§ **Instructions to follow**: Locate "ledge and record the pixel coordinates." in the data below, then output the line it is on and all following lines through the last, word for word. Skip any pictures.

§ **Entries supplied**:
========
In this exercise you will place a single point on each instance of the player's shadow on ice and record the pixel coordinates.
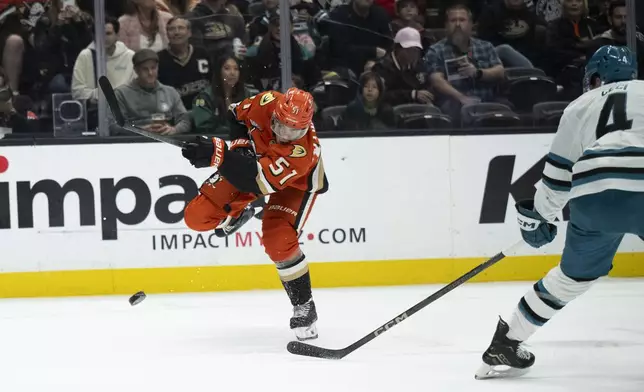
(586, 344)
(252, 340)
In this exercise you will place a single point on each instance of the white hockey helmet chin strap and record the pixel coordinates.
(284, 133)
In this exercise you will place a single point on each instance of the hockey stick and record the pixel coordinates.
(299, 348)
(110, 97)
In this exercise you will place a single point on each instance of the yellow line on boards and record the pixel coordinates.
(254, 277)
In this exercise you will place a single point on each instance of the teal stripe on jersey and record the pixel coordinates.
(613, 151)
(561, 187)
(605, 175)
(561, 160)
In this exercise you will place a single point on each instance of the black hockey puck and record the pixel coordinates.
(137, 298)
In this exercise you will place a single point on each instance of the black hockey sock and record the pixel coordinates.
(299, 290)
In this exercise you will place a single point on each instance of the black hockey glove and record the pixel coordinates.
(205, 152)
(243, 146)
(535, 230)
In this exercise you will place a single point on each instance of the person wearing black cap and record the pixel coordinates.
(147, 102)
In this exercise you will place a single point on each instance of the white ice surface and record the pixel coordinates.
(225, 342)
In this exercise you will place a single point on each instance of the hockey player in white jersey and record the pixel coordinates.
(596, 164)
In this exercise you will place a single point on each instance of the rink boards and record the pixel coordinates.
(107, 218)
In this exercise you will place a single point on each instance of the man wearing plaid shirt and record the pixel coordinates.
(463, 70)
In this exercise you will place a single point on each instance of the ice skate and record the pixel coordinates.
(505, 357)
(231, 225)
(303, 321)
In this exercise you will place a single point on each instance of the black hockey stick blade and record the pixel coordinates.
(307, 350)
(110, 98)
(112, 102)
(148, 134)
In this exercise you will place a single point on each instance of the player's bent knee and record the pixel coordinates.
(197, 217)
(563, 287)
(280, 240)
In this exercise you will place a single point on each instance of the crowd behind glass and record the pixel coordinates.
(370, 64)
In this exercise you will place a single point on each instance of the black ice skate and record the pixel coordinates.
(303, 321)
(504, 357)
(231, 225)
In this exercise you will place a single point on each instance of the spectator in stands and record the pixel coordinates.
(549, 10)
(369, 110)
(259, 26)
(144, 26)
(54, 40)
(218, 29)
(145, 101)
(176, 7)
(305, 29)
(360, 31)
(10, 118)
(183, 66)
(463, 70)
(265, 62)
(210, 108)
(403, 71)
(616, 35)
(601, 15)
(407, 16)
(512, 28)
(568, 43)
(119, 64)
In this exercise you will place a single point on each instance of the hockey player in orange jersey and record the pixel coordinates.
(273, 151)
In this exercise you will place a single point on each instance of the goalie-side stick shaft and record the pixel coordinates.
(112, 102)
(299, 348)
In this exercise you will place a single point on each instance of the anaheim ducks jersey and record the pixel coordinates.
(297, 164)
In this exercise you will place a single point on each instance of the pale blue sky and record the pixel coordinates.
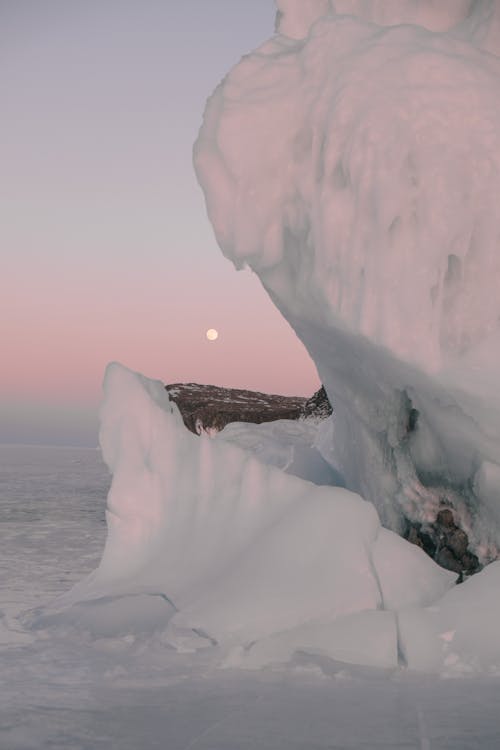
(106, 249)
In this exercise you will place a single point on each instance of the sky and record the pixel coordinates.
(106, 250)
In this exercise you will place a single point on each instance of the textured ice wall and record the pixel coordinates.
(353, 161)
(207, 546)
(210, 546)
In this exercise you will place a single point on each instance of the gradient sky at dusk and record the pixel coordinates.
(106, 250)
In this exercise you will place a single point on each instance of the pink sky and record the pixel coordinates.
(106, 250)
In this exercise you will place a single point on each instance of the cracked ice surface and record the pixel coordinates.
(353, 161)
(212, 548)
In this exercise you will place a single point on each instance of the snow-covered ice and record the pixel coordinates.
(353, 162)
(67, 688)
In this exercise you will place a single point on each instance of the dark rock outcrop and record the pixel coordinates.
(211, 407)
(445, 542)
(206, 407)
(318, 405)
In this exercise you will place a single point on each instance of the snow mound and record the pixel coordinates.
(353, 161)
(207, 544)
(460, 632)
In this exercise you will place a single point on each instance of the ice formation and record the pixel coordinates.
(210, 544)
(353, 161)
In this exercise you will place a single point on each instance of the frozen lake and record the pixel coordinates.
(66, 690)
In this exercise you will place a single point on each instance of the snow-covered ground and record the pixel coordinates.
(353, 162)
(70, 690)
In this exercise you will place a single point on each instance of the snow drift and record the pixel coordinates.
(353, 161)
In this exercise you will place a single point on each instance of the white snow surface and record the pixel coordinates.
(72, 688)
(212, 548)
(353, 161)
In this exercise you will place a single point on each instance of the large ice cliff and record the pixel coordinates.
(353, 162)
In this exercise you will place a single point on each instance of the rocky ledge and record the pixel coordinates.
(210, 407)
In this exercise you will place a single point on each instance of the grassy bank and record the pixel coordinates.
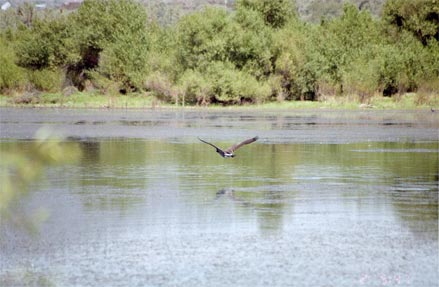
(408, 101)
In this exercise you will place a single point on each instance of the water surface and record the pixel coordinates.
(322, 199)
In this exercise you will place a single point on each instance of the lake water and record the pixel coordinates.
(323, 198)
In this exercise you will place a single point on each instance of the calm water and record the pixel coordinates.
(322, 199)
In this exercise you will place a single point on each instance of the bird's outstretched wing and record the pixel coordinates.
(236, 146)
(217, 148)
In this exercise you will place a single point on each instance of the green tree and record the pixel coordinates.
(115, 31)
(420, 17)
(275, 13)
(48, 43)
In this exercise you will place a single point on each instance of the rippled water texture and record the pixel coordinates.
(323, 198)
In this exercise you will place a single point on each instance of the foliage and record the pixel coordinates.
(260, 52)
(47, 44)
(11, 75)
(420, 17)
(19, 169)
(274, 13)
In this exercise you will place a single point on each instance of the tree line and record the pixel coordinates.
(261, 51)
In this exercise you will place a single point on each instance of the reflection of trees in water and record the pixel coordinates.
(416, 205)
(90, 151)
(107, 178)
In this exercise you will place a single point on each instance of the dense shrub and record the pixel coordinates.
(261, 51)
(11, 75)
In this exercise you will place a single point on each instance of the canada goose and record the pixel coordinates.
(230, 151)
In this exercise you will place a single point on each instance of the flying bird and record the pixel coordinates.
(230, 151)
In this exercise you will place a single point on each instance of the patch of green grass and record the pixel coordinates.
(137, 101)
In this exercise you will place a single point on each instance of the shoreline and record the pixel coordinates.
(138, 102)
========
§ **Exercise result**:
In this exercise you will place a single point on each instance of the rocky ledge and record the pixel coordinates.
(210, 407)
In this exercise you will place a single point on each instance of the grassy bank and record the pixel coordinates.
(408, 101)
In this exercise you will place a single point on each instance of the water surface and record the pixel coordinates.
(322, 199)
In this exercise you will place a single point on each instance of the lake water and record the pixel coordinates.
(323, 198)
In this exercise you will place a single point on each instance of the calm water and record the pixel coordinates.
(322, 199)
In this exercise you will place a single point on each instance of the bird's outstretched wing and record the pixel coordinates.
(236, 146)
(217, 148)
In this exercise you will place a single point on each instance of the green tree and record the pixel coordinates.
(115, 31)
(420, 17)
(275, 13)
(48, 43)
In this exercise you will place a single point on each instance of the rippled water texture and record the pixel coordinates.
(323, 198)
In this exercise you will place a single point on each instance of the foliage and record the pixel coordinates.
(260, 52)
(47, 44)
(11, 75)
(420, 17)
(19, 169)
(274, 13)
In this exercise you will place a single point on each instance of the tree line and record the pixel coordinates.
(261, 51)
In this exercise you will place a single point on each instance of the reflection of trees in water and record the pixel coordinates.
(416, 205)
(90, 151)
(107, 178)
In this exercise you will place a single point on each instance of the dense shrub and record the pixel coordinates.
(261, 51)
(11, 75)
In this exercise you will place a single point on each instance of the canada goose and record the pixel coordinates.
(230, 151)
In this exercise you will place a single point on each instance of the flying bird and record the pixel coordinates.
(230, 151)
In this exercise you will place a single point on each instance of the patch of green grass and record the pixel coordinates.
(137, 101)
In this exercise you will place a single point on each instance of the shoreline and record the pixel coordinates.
(138, 102)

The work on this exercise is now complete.